Following a bench trial, a judge of the Superior Court of DeKalb County entered judgment in favor of plaintiffs Keith Burley and 4K Appraisal Services, Inc., on claims against Todd Terry for Terry's fraudulently converting to his own use residential property owned by Burley. Terry appeals, contending that the trial court erred in admitting or excluding certain evidence and in allowing Terry to proceed to trial pro se after his counsel withdrew. As Terry has failed to carry his burden of showing error on appeal, we affirm.

1. Terry contends that the court erred in admitting allegedly improper and prejudicial character evidence during the bench trial. Terry, however, did not have the trial transcribed; thus, there is no transcript for this Court to review for error. Consideration of evidentiary issues necessarily requires a review of the proceedings below. Terry bears the burden of showing harmful error on appeal, and he must show this by the record, not merely by assertions appearing in his briefs or enumeration of errors. Cody v. Wanton, 265 Ga.App. 174, 593 S.E.2d 371 (2004).

Therefore, in the absence of a transcript, we must assume the trial court's findings were supported by the evidence and the trial court's actions during the trial were appropriate. Further, a presumption of regularity of all proceedings in a court of competent jurisdiction exists, and as the record provides no support for [Terry's] claim of error, we must affirm the trial court's ruling on [these issues].

(Citations omitted.) Id. at 174-175, 593 S.E.2d 371.

Stored records
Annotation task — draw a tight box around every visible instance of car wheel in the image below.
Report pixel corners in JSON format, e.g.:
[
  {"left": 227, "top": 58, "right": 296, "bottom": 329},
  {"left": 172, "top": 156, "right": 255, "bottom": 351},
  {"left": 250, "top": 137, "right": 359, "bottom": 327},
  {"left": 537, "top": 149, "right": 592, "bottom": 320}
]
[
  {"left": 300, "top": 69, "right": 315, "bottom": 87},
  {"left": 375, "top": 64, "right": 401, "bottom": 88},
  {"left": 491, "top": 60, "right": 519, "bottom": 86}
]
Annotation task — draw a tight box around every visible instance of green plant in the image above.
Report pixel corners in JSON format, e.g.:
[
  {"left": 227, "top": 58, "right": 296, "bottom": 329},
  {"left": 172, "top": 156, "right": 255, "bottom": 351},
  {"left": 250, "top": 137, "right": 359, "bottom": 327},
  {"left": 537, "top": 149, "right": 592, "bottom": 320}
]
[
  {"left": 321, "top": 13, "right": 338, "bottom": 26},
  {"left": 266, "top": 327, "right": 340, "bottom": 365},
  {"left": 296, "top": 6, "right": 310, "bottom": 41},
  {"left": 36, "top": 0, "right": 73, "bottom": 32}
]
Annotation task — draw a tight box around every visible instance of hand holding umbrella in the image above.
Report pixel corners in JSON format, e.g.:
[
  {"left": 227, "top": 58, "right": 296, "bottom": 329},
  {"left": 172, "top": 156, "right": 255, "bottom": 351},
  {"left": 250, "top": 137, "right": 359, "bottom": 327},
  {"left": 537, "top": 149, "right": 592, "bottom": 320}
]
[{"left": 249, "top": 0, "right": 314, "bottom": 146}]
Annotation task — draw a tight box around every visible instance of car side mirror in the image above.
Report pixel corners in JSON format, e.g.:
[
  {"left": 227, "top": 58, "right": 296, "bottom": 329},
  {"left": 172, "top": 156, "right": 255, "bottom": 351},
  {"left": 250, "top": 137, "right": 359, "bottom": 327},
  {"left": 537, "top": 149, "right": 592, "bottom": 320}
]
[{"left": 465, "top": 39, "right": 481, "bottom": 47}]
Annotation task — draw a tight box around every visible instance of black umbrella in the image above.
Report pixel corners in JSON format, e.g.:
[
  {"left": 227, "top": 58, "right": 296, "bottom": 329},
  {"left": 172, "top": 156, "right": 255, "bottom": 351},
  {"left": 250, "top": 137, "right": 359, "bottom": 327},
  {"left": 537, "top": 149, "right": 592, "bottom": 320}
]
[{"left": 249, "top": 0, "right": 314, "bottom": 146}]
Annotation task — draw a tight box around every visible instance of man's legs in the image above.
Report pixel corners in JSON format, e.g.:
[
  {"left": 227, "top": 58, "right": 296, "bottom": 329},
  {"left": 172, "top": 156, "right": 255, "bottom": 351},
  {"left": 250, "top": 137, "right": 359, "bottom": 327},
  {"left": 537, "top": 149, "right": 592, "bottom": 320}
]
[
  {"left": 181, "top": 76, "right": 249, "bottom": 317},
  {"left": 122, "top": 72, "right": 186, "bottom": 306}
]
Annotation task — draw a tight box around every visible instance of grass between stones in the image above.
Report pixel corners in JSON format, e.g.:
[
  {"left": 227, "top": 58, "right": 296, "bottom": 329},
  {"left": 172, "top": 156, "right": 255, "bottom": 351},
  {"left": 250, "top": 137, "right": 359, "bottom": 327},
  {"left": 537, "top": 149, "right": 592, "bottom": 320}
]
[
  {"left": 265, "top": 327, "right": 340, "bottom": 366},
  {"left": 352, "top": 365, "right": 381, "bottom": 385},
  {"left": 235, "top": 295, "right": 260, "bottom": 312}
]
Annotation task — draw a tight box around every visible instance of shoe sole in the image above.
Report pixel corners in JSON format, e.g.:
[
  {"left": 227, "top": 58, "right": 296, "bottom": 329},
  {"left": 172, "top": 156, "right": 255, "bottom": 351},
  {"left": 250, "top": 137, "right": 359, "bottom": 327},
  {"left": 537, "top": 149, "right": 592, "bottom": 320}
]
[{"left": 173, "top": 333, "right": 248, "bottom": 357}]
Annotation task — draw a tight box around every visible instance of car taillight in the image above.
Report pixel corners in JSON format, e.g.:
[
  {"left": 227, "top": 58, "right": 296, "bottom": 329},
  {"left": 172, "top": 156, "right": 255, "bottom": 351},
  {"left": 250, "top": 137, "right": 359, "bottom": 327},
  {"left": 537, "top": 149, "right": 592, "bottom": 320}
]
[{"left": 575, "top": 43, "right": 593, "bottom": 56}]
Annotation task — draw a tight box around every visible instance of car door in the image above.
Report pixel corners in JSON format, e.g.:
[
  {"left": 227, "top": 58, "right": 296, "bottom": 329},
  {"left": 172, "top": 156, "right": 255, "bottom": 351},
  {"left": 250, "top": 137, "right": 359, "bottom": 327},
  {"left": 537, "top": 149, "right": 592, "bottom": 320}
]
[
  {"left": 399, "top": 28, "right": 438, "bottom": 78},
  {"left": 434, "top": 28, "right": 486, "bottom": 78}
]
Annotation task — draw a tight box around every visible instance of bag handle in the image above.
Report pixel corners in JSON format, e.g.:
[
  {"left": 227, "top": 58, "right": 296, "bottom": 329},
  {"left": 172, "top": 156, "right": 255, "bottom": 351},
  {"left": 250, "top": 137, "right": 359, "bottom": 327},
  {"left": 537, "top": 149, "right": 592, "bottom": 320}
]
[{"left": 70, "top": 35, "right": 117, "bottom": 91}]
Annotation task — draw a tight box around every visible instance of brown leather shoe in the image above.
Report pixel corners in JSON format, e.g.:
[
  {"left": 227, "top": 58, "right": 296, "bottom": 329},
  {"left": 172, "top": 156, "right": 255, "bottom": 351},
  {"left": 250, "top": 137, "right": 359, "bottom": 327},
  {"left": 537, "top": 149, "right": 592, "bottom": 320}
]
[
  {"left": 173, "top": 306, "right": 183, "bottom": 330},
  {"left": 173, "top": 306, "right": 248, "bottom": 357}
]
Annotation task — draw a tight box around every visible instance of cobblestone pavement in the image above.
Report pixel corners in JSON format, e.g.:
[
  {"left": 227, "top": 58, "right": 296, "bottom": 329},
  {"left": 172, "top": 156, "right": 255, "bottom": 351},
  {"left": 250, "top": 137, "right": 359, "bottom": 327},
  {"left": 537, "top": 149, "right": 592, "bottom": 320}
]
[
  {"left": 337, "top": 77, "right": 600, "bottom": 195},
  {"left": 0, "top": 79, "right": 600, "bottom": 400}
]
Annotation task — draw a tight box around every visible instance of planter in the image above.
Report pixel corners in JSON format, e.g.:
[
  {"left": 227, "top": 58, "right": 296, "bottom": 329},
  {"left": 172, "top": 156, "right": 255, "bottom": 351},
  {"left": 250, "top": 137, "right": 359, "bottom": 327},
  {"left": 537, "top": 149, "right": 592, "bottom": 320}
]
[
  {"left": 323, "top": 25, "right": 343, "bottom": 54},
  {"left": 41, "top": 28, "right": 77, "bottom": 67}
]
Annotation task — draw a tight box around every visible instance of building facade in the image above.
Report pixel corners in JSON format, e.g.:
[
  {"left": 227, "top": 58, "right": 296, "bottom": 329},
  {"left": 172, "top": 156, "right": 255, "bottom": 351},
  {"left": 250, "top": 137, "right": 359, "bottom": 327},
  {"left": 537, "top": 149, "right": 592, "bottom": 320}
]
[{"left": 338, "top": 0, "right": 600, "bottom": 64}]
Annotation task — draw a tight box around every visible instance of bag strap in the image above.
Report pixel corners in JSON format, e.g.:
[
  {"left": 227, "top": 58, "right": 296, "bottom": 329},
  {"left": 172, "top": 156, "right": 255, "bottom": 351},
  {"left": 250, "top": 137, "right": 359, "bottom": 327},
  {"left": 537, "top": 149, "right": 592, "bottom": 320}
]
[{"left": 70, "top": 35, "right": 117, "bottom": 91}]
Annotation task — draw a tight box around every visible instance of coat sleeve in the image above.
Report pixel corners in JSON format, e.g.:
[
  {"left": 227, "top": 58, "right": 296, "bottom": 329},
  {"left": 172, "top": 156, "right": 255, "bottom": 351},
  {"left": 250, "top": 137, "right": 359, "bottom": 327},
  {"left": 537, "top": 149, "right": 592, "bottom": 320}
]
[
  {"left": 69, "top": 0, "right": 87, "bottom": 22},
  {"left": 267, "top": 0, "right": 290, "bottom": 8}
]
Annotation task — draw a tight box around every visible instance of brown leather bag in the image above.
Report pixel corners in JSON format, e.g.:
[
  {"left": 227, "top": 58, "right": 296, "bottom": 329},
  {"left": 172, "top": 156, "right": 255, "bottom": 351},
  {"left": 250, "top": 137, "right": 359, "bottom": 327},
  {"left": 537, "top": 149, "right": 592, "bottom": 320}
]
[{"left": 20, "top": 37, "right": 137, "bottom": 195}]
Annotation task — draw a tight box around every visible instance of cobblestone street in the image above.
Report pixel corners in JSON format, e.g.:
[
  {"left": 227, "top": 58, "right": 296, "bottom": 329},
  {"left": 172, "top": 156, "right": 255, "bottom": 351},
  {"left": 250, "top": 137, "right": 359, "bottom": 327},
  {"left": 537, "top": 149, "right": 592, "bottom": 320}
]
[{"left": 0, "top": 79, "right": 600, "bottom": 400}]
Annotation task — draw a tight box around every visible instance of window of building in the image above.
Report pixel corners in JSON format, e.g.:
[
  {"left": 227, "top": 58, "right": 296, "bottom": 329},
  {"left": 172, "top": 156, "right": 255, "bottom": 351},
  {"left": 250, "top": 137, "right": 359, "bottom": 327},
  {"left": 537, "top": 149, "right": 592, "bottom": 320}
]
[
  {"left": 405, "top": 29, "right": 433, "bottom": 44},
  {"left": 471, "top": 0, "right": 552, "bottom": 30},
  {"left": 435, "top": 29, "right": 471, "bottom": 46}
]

*Your objective:* Continue the appellate opinion on Terry's appeal from the point where it stops. The stored records have no connection to the appellate opinion.

*Final answer:*
2. Terry contends that "evidence was not presented during the trial that weighs against the verdict and judgment." He urges this Court to consider an affidavit that he filed with the trial court after his trial but which is not a part of the appellate record. He contends this affidavit would show that Burley had "full knowledge of the activity he claims [was] illegally committed[.]" Again, in the absence of a transcript demonstrating that the trial court erred in excluding this evidence, we must assume the court's actions were appropriate. Id.

3. Terry contends that the trial court erred in allowing his counsel to withdraw before trial and in allowing him to proceed pro se. The record shows that, on March 10, 2010, Terry's counsel notified him by certified mail of his intent to withdraw as counsel unless Terry paid the outstanding balance due to counsel. Then, on January 31, 2011, Terry's counsel filed a motion to withdraw; the attached certificate of service shows that counsel sent Terry a copy of the motion. The trial court entered an order permitting Terry's counsel to withdraw on February 11, 2011. Terry's trial occurred on March 3, 2011. There is no other evidence in the record concerning this issue.

[I]n order for a defendant to obtain a new trial because of ... the absence of his counsel at the trial, it must be shown that the party was without fault, and that he had a good defense to the action.... Where parties have a case in court, it is their duty to attend and look after their interests.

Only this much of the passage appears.